%%

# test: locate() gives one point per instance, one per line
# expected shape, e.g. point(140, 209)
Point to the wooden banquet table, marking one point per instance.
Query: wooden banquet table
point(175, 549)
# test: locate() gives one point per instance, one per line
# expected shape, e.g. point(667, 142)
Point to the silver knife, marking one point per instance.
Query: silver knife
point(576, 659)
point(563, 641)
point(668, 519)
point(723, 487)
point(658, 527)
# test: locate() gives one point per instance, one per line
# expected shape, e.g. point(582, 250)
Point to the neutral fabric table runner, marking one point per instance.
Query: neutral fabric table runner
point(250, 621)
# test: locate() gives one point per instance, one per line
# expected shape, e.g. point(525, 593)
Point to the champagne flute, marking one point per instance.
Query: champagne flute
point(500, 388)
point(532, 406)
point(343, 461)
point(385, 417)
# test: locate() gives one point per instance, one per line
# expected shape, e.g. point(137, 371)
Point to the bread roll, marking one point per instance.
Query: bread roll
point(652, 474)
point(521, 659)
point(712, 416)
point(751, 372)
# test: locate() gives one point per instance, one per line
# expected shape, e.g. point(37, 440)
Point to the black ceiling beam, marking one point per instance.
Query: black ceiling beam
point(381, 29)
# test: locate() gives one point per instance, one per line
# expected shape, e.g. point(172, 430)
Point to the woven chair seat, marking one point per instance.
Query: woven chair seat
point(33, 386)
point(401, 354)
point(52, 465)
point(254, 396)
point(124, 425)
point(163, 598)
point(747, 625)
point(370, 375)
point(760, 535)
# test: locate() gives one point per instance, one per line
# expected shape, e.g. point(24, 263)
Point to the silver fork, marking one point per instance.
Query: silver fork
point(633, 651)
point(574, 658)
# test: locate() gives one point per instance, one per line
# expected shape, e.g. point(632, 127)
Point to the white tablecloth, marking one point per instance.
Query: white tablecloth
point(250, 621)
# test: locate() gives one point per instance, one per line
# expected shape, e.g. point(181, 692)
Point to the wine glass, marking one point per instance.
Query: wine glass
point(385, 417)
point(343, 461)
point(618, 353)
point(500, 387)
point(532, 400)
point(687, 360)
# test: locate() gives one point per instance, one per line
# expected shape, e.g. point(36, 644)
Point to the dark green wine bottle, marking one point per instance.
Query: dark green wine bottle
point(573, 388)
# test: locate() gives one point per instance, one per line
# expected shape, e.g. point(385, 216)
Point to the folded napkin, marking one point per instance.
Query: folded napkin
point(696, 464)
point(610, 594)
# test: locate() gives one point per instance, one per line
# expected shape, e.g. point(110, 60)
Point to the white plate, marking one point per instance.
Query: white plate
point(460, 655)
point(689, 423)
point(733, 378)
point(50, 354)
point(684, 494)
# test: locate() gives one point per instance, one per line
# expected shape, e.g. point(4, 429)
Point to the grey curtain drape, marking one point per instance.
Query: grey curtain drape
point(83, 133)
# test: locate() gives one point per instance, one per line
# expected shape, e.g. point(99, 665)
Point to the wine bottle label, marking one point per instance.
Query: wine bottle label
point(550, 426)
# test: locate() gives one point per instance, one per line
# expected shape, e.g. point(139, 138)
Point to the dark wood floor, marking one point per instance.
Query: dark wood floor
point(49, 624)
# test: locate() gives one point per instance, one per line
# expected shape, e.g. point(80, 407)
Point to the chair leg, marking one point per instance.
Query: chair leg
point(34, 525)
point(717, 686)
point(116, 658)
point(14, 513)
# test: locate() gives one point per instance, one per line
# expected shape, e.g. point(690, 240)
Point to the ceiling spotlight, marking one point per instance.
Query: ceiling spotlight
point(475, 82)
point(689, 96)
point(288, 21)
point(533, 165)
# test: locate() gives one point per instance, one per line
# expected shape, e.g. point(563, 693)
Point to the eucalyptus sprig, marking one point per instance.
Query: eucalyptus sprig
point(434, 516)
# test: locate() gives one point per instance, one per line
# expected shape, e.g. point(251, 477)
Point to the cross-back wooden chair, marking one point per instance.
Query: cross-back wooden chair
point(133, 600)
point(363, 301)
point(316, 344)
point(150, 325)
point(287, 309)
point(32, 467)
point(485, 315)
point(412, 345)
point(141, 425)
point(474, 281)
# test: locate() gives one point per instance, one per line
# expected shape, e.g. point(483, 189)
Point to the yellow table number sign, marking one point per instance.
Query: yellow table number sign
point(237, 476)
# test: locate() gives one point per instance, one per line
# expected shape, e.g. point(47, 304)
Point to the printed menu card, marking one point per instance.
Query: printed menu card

%%

_Problem statement:_ Extract each line of the material exactly as it stands.

_Reply to the exercise:_
# test: locate() gives one point per instance, one per line
# expected shape, e.g. point(140, 209)
Point to the wooden banquet table, marking one point per instance.
Query: wooden banquet table
point(175, 549)
# test: locate() gives one point per instance, one per line
# expected shape, e.g. point(667, 142)
Point to the silver knife, marking one point per instance.
Query: silver knife
point(576, 659)
point(563, 641)
point(668, 519)
point(723, 487)
point(658, 527)
# test: locate() gives one point per instance, one per line
# expected shape, e.g. point(582, 250)
Point to the neutral fabric table runner, marking one point per instance.
Query: neutral fabric table runner
point(250, 621)
# test: locate() gives one point per instance, one per line
# expected shape, e.g. point(525, 593)
Point to the champagne flute, marking one point per instance.
Query: champagne flute
point(500, 388)
point(532, 406)
point(343, 461)
point(385, 417)
# test: locate() gives one point per instance, one per line
# expected shape, e.g. point(137, 371)
Point to the bread roll, marking one point per instance.
Query: bread roll
point(652, 474)
point(521, 659)
point(712, 416)
point(751, 372)
# test: locate() gives one point per instance, one per line
# expected shape, e.g. point(37, 440)
Point to the black ceiling beam, marking one point per instance.
Query: black ceiling beam
point(381, 29)
# test: locate() gives one point per instance, one per line
# expected shape, e.g. point(172, 430)
Point to the woven chair seat, marking one point per instance.
Query: woven chair seat
point(33, 386)
point(401, 354)
point(52, 465)
point(254, 396)
point(124, 425)
point(163, 598)
point(747, 625)
point(370, 375)
point(760, 535)
# test: locate() gives one point per instance, one per line
# expected shape, e.g. point(24, 263)
Point to the silver fork, marking one point per instance.
Query: silver fork
point(633, 651)
point(574, 658)
# test: locate() gives one point per instance, one per line
# expected shape, e.g. point(632, 127)
Point to the white tablecloth, marking one point per instance.
Query: white tablecloth
point(250, 621)
# test: locate() gives one point per instance, one per line
# expected shape, e.g. point(181, 692)
Point to the wine glass, marking one point per instance.
Query: wine glass
point(385, 417)
point(343, 461)
point(618, 353)
point(500, 387)
point(532, 400)
point(687, 360)
# test: locate() gives one point per instance, one per line
# expected shape, e.g. point(36, 644)
Point to the dark green wine bottle, marking one point per instance.
Query: dark green wine bottle
point(573, 388)
# test: locate() gives one point per instance, one per line
# expected shape, e.g. point(385, 216)
Point to the folded napkin, marking one point per instance.
Query: folded napkin
point(696, 464)
point(610, 594)
# test: locate() gives one point per instance, one per line
# expected shape, e.g. point(110, 60)
Point to the white plate, marking one point per instance.
Query: white plate
point(460, 655)
point(689, 423)
point(733, 378)
point(50, 354)
point(684, 494)
# test: locate() gives one point per instance, one per line
# expected shape, e.g. point(4, 429)
Point to the grey curtain drape, marking one point per instance.
Query: grey curtain drape
point(83, 133)
# test: locate() gives one point per instance, one per line
# expected shape, e.g. point(99, 665)
Point to the wine bottle label, marking one point per instance.
Query: wine bottle label
point(550, 426)
# test: locate() gives one point per instance, one per line
# expected shape, e.g. point(139, 138)
Point to the dark wood floor, marking one point per instance.
Query: dark wood floor
point(49, 624)
# test: locate() gives one point per instance, one per line
# expected shape, e.g. point(80, 407)
Point to the chair leg, marking one point per instance.
Query: chair leg
point(34, 525)
point(717, 686)
point(116, 658)
point(14, 513)
# test: locate() gives one point per instance, one per line
# expected shape, e.g. point(690, 240)
Point to the ceiling spotlight, marking one point per instance.
Query: ceiling spotlight
point(475, 82)
point(689, 96)
point(288, 21)
point(533, 165)
# test: locate() gives one point per instance, one per line
# expected shape, e.g. point(563, 693)
Point to the eucalyptus sprig, marking one point per instance.
Query: eucalyptus sprig
point(434, 516)
# test: locate() gives one point per instance, one per line
# expected shape, e.g. point(251, 477)
Point to the cross-back wooden chair, marking one point per instance.
Query: cross-back wooden chair
point(133, 600)
point(363, 301)
point(316, 344)
point(150, 325)
point(287, 309)
point(32, 467)
point(485, 315)
point(412, 345)
point(141, 425)
point(474, 281)
# test: locate() gives one point per instance, one per line
# expected shape, e.g. point(483, 189)
Point to the yellow table number sign, marking one point per instance.
Query: yellow table number sign
point(237, 476)
# test: locate() gives one point per instance, one per line
# expected shape, e.g. point(47, 304)
Point to the printed menu card, marking one point per instance.
Query: printed menu card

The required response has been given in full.